**Exercise brief**
Rescale the entries below by writing out every line again, requests included, with each point coordinate in the answers multiplied by 1.85 and rounded to the nearest whole number, halves rounded up. Leave the numbers in the requests and their format samples as they are.

Location labeling records
::::::

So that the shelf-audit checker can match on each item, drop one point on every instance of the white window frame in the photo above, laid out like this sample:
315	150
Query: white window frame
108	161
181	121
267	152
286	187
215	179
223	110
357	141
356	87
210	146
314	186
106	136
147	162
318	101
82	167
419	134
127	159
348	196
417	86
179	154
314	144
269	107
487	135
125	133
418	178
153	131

::::::

**Task answer**
So that the shelf-audit checker can match on each item, drop one point on every instance of the white window frame in the photo above, laid out like this sample:
315	150
Query: white window frame
200	298
335	224
494	281
529	346
398	331
413	204
660	261
659	161
389	270
581	344
196	252
272	300
588	187
152	309
775	248
235	294
644	363
771	159
331	285
581	266
498	198
901	250
231	246
773	329
283	242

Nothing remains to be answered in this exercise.